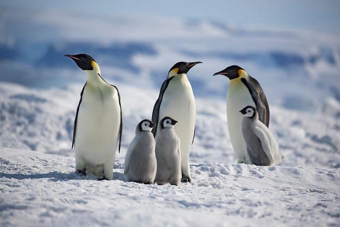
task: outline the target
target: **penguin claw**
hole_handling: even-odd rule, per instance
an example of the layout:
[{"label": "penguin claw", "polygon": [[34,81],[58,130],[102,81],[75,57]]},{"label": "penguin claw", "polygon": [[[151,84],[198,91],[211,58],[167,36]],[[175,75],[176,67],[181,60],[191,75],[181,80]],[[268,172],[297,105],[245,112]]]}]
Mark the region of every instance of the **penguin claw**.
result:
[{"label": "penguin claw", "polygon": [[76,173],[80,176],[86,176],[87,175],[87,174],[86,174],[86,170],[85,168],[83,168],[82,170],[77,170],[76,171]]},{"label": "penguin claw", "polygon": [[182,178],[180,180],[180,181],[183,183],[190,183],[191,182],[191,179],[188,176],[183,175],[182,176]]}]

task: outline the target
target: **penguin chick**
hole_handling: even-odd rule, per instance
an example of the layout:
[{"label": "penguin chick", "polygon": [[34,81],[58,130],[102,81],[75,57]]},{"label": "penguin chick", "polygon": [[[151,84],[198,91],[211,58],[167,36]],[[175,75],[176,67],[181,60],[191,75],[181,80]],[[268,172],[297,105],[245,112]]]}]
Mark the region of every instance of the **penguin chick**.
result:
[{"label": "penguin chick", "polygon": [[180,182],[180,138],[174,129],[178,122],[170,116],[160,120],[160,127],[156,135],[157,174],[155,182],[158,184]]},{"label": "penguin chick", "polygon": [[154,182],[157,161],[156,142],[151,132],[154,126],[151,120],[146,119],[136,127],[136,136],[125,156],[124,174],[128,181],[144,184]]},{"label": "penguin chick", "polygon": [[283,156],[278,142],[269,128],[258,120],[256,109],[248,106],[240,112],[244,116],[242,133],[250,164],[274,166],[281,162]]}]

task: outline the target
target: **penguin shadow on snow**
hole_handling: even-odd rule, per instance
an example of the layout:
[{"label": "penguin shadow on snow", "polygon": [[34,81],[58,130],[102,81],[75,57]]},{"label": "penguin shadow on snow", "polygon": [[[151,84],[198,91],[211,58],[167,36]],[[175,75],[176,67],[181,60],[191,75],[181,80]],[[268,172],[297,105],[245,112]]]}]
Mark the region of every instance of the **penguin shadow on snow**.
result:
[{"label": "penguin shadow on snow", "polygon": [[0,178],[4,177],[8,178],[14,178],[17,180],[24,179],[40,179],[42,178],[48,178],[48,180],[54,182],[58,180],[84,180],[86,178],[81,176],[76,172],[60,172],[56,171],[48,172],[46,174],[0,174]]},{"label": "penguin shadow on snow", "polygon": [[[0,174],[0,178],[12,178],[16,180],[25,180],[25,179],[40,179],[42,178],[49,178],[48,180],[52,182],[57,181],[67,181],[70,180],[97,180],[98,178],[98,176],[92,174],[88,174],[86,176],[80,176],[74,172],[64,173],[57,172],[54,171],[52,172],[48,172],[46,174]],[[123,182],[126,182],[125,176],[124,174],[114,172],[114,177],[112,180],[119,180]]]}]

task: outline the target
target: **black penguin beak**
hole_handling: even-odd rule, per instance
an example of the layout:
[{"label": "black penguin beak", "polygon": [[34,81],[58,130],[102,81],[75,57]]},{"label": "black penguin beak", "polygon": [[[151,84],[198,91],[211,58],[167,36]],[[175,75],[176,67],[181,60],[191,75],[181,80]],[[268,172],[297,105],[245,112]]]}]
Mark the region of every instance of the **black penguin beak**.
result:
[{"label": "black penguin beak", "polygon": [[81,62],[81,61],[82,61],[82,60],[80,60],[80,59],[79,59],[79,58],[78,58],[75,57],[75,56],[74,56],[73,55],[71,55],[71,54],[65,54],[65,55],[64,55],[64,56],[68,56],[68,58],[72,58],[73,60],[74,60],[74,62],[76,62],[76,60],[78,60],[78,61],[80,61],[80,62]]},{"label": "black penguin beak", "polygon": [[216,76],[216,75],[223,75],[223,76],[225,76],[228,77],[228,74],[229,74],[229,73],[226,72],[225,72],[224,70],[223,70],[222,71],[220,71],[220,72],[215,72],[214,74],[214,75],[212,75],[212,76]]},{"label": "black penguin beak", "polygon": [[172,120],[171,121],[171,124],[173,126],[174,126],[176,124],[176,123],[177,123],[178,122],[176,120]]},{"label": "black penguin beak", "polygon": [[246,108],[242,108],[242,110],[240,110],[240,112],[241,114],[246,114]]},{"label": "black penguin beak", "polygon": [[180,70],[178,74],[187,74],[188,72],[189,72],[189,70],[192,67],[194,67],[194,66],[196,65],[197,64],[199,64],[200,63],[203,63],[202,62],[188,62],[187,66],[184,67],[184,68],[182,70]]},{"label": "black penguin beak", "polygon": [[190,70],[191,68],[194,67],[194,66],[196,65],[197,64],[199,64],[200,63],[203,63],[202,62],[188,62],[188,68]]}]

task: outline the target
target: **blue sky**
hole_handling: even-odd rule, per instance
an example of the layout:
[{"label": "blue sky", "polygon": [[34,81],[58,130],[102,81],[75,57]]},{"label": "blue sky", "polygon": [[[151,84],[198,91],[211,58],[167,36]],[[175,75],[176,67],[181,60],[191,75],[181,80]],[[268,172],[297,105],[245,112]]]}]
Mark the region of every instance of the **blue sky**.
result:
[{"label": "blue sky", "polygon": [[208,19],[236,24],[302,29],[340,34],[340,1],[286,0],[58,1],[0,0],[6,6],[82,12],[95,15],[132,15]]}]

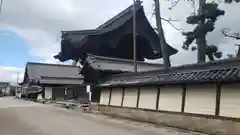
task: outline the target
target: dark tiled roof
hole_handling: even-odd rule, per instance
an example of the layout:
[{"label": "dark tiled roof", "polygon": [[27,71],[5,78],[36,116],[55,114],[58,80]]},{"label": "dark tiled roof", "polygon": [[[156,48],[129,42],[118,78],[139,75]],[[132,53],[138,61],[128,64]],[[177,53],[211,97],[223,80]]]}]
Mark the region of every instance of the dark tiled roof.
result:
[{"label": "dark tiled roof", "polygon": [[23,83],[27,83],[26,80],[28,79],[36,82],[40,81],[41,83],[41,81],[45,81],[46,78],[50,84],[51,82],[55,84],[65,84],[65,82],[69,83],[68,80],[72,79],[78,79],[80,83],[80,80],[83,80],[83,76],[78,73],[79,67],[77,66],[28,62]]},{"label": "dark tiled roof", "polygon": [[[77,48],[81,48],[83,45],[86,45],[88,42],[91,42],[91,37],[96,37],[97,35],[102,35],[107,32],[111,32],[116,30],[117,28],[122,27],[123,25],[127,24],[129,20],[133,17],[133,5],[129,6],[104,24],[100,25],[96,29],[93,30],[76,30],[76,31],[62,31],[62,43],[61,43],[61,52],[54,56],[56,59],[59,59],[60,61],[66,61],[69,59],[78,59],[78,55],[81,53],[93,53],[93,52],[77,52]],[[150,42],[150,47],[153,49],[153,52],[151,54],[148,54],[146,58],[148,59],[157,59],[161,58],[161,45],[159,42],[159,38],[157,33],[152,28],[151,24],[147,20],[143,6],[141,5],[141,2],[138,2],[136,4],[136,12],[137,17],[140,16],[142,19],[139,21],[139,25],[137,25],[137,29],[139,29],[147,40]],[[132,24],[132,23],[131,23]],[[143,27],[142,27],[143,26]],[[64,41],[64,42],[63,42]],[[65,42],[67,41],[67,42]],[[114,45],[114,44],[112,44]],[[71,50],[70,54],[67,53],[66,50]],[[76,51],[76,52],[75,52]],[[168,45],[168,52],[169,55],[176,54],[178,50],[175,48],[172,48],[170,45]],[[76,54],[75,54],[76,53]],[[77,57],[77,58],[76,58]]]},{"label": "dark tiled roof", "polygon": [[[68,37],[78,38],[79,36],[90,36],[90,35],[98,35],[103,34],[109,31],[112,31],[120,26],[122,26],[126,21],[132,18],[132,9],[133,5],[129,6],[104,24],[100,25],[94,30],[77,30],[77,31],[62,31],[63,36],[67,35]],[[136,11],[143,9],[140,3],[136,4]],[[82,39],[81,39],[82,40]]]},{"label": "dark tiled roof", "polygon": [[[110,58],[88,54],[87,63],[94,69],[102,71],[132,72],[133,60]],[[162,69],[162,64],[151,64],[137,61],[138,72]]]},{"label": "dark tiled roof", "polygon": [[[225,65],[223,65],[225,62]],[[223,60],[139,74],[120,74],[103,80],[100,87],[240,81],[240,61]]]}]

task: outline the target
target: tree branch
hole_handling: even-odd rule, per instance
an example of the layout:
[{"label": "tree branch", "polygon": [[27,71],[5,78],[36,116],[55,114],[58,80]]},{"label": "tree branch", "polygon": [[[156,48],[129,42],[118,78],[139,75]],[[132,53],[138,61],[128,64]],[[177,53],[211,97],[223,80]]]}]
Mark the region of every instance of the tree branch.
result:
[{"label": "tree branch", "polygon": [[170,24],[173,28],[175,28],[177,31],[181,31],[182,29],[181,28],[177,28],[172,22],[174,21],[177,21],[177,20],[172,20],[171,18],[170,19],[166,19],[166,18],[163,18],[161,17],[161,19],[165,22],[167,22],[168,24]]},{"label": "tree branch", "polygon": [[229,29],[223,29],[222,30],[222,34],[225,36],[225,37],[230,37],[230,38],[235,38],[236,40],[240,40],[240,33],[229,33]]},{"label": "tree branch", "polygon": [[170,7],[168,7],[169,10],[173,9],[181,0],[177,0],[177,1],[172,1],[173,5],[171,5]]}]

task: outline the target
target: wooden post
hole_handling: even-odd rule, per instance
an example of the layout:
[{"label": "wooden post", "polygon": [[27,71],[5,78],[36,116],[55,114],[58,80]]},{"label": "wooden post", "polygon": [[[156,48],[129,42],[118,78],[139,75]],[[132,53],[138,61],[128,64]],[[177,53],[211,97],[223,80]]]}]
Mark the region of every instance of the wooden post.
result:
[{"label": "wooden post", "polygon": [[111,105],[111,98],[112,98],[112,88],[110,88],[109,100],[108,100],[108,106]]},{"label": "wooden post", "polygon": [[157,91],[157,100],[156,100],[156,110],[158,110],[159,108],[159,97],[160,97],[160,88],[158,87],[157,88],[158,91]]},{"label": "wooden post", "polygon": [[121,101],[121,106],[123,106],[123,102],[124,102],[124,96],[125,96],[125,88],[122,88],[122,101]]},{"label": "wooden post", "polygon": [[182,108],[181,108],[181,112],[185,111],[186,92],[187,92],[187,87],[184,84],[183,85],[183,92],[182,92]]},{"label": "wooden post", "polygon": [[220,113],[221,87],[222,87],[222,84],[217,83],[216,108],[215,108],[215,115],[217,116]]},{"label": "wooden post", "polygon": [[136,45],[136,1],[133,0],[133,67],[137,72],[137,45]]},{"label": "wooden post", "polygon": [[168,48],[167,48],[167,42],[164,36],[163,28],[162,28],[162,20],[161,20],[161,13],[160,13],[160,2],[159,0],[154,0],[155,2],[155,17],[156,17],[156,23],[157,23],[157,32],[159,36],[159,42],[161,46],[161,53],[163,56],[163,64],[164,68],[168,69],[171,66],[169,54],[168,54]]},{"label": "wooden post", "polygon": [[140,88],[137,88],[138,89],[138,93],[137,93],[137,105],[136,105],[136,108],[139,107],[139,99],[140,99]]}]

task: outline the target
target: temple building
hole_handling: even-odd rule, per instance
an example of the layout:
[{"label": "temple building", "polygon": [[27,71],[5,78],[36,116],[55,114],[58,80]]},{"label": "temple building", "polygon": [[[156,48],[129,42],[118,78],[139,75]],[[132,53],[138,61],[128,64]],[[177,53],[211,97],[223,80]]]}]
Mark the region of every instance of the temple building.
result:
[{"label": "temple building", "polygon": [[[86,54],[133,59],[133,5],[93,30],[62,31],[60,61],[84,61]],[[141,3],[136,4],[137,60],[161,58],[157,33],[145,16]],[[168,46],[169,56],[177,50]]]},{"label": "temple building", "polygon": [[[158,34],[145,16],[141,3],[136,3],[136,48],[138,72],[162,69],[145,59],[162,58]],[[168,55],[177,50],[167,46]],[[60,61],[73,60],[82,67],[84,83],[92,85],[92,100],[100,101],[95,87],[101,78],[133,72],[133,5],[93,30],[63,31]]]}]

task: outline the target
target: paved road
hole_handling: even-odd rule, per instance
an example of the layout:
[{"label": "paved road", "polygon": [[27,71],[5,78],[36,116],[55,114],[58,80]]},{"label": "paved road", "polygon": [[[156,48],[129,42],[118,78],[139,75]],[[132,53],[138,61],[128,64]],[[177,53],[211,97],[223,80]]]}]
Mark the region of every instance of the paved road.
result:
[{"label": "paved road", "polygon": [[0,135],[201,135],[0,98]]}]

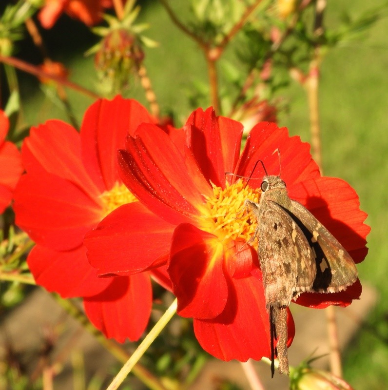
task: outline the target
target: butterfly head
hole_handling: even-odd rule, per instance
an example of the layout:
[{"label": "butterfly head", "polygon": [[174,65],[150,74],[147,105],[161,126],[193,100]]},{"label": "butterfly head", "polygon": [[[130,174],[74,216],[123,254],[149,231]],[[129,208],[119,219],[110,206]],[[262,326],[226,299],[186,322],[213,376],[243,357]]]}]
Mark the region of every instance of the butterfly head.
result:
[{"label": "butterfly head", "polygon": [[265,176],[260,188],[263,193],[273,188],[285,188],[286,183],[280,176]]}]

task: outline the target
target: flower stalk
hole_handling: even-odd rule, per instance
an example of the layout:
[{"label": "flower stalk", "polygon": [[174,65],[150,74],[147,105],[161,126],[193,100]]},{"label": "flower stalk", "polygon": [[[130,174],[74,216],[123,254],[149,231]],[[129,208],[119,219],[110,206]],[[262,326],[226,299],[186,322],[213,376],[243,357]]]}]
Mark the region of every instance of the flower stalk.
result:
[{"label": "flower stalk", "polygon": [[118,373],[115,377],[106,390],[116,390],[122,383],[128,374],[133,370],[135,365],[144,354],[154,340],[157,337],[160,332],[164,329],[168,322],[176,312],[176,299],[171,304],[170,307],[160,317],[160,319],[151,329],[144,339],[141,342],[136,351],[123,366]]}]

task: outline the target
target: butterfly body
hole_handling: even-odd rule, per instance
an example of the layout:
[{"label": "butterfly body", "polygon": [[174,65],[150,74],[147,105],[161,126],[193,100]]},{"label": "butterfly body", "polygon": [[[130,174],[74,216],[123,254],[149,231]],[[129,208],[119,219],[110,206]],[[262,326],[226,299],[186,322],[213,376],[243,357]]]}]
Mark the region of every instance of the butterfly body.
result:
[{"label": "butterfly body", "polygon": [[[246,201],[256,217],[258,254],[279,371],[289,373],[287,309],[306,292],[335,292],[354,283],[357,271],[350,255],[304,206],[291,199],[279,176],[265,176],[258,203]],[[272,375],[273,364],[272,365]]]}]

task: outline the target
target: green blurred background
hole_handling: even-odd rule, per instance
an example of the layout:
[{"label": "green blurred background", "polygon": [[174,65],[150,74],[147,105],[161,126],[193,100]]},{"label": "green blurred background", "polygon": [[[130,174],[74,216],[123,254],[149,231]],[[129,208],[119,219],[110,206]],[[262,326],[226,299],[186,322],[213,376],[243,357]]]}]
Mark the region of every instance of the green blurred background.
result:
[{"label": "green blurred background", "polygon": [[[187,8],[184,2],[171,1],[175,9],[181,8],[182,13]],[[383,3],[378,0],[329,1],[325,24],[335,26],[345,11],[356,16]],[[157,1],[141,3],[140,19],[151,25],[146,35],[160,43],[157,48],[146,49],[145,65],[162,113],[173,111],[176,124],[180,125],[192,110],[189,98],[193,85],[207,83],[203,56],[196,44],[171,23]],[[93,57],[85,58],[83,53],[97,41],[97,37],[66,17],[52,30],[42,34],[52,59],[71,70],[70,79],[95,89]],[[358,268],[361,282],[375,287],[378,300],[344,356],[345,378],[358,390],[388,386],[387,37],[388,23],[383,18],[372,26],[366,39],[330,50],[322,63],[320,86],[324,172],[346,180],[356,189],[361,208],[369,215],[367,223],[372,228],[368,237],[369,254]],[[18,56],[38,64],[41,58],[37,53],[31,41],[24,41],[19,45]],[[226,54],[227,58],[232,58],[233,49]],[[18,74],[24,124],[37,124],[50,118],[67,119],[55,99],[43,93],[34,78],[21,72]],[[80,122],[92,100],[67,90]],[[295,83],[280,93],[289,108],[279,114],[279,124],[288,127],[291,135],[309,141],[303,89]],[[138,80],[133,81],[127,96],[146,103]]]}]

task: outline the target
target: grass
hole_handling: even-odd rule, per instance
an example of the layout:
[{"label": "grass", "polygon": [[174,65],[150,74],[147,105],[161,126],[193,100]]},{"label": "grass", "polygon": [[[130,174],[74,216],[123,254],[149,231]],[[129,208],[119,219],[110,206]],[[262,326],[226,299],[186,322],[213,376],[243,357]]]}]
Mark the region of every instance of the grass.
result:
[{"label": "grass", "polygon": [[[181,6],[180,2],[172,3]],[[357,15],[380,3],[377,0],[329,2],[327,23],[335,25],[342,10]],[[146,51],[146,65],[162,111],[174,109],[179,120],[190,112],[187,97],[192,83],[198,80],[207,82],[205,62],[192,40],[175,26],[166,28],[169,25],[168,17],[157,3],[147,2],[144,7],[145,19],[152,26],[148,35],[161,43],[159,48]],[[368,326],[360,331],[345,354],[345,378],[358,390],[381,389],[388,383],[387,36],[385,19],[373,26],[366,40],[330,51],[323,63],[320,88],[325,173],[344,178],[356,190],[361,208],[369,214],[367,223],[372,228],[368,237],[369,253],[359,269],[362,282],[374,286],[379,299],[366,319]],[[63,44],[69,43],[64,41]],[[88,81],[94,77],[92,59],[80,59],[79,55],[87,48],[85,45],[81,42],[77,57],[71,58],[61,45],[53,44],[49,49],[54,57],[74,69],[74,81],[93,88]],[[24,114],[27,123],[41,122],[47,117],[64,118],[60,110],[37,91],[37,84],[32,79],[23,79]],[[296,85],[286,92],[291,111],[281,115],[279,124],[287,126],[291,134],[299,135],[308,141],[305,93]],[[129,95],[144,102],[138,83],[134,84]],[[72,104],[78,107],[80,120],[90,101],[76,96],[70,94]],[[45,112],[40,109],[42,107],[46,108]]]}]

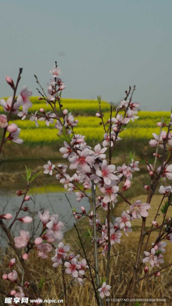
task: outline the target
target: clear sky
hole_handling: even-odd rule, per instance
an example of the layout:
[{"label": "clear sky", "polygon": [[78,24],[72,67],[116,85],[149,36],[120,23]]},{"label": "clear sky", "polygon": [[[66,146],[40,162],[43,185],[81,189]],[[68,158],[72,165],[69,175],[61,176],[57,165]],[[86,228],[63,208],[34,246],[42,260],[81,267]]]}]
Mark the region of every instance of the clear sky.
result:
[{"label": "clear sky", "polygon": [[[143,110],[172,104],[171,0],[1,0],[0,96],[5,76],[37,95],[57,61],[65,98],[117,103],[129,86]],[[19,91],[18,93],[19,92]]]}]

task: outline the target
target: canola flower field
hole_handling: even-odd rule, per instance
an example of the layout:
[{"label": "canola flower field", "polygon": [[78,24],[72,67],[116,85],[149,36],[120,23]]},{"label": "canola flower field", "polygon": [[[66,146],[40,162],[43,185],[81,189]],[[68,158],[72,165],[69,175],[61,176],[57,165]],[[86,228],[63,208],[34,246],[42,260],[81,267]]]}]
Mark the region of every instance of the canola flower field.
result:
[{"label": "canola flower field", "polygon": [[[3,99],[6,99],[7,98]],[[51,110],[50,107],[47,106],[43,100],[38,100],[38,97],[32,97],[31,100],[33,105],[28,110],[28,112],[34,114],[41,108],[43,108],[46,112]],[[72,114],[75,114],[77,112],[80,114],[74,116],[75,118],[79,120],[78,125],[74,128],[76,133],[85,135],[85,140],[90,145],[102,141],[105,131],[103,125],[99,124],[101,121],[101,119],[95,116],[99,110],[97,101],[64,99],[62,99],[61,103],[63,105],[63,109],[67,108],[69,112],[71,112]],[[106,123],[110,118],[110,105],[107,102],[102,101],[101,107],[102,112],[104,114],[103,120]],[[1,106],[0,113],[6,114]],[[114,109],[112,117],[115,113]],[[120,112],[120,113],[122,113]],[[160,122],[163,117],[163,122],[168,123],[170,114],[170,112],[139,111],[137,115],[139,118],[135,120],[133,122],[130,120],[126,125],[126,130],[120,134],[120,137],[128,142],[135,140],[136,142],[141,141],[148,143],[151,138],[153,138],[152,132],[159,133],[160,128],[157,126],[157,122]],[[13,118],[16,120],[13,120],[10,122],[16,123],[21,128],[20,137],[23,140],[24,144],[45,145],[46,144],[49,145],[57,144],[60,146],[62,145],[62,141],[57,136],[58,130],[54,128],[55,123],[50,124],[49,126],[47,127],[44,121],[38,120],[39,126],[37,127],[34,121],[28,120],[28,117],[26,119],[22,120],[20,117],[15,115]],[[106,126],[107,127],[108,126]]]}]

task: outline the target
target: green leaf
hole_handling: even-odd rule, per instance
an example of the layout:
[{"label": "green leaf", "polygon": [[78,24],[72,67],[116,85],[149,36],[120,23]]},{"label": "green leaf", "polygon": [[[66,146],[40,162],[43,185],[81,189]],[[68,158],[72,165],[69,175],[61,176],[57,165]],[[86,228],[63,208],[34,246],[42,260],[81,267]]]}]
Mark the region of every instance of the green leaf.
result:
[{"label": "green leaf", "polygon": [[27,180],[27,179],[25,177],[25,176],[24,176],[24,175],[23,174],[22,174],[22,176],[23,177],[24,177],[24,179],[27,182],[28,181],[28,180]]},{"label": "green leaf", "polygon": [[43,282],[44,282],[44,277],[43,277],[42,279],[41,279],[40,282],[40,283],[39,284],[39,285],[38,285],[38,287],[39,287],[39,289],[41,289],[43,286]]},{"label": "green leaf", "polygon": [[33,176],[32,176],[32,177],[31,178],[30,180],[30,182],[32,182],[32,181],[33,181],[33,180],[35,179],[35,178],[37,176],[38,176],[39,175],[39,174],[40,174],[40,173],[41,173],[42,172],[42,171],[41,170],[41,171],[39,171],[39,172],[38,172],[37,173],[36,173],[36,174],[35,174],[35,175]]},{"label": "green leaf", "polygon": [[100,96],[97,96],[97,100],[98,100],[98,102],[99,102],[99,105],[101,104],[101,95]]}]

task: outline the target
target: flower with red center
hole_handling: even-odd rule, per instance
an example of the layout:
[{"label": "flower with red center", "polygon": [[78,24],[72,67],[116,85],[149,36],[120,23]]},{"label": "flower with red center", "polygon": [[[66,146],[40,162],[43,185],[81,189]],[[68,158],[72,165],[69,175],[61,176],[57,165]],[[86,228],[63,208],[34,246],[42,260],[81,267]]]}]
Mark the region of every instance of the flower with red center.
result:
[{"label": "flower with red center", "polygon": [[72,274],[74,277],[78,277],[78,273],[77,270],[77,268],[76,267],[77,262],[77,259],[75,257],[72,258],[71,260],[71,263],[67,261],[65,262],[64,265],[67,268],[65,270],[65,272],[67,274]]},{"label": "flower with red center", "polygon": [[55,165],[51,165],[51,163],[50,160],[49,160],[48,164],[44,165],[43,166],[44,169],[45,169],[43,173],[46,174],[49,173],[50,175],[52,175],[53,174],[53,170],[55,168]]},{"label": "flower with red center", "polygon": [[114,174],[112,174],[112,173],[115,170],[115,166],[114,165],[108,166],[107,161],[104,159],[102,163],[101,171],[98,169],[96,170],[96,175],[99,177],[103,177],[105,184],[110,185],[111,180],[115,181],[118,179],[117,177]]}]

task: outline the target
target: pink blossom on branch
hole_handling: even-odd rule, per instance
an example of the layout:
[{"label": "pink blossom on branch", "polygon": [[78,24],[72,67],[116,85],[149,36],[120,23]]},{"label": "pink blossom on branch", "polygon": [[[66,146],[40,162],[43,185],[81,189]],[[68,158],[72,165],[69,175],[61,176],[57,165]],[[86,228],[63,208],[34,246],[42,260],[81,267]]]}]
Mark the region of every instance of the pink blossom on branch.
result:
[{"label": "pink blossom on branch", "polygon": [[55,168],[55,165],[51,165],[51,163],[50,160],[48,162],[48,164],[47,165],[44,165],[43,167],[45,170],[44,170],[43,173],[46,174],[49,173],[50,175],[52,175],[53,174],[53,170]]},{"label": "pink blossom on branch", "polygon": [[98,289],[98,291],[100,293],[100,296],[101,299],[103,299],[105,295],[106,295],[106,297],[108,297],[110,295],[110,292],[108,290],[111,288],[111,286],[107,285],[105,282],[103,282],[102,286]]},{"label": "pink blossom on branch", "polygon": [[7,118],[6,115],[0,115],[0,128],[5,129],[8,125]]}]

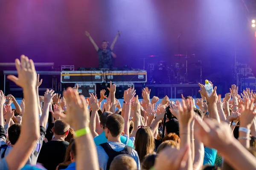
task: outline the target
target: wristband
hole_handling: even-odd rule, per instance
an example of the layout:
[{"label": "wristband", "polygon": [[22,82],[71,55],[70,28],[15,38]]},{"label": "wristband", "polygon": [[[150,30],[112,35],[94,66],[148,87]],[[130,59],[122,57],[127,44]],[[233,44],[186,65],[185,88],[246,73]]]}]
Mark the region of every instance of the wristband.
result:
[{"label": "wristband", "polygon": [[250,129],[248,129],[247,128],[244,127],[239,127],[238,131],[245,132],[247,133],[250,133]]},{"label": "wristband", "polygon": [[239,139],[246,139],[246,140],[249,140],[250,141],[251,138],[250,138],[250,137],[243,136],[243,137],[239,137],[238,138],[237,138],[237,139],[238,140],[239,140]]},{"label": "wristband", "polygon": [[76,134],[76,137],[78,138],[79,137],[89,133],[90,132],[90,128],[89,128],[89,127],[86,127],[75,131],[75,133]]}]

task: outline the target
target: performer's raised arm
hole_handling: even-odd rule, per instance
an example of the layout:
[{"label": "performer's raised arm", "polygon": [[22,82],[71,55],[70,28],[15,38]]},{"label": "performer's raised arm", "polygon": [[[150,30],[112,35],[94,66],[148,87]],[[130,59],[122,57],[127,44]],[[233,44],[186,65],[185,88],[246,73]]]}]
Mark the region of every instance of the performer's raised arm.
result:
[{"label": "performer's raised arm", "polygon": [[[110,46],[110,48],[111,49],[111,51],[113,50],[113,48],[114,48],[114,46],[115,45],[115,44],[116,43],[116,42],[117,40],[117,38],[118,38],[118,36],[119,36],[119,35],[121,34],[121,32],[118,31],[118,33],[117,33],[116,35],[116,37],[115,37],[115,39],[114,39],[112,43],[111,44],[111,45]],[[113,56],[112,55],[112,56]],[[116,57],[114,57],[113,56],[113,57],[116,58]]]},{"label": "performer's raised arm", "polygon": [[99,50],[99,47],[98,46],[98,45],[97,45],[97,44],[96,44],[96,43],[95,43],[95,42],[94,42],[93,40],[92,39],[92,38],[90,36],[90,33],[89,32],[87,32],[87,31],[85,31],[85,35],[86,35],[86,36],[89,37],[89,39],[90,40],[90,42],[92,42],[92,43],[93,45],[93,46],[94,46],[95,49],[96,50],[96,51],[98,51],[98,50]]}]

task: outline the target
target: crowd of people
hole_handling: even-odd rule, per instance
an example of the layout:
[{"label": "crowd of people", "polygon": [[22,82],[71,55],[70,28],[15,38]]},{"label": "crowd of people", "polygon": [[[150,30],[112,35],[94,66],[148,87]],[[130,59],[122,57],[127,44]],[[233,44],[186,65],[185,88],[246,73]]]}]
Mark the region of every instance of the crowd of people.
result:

━━━

### Your task:
Pick out every line in the material above that contains the string "road".

### Solution to the problem:
target: paved road
[{"label": "paved road", "polygon": [[27,71],[5,78],[36,116],[55,114],[58,80]]},{"label": "paved road", "polygon": [[[156,48],[129,42],[118,78],[139,75]],[[132,53],[138,61],[128,64]],[[177,53],[211,97],[223,80]]]}]
Mark the region of every instance of the paved road.
[{"label": "paved road", "polygon": [[0,135],[201,135],[0,98]]}]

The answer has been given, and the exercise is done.